* [DESCRIPTION OF THE TASK] Print the lines of the records below word for word, leaving out the pictures.

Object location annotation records

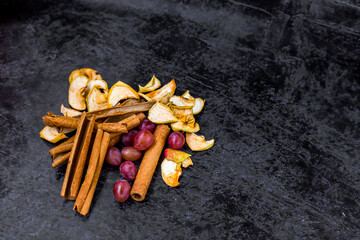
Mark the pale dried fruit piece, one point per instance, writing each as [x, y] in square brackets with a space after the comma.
[52, 134]
[181, 101]
[175, 155]
[161, 114]
[199, 105]
[69, 112]
[187, 163]
[150, 86]
[170, 172]
[165, 90]
[185, 127]
[77, 92]
[120, 91]
[198, 143]
[96, 99]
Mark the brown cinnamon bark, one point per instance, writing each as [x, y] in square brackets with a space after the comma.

* [TASK RESULT]
Mark the pale dried fruit piece, one point per instance, writing each as [x, y] in square brackets with a space after the comma.
[52, 134]
[181, 101]
[175, 155]
[161, 114]
[199, 105]
[69, 112]
[187, 163]
[150, 86]
[170, 172]
[165, 90]
[185, 127]
[77, 92]
[120, 91]
[198, 143]
[96, 99]
Mark the brown cinnamon bark, one point per instance, writing each as [x, y] in square brackets with a space after the comma.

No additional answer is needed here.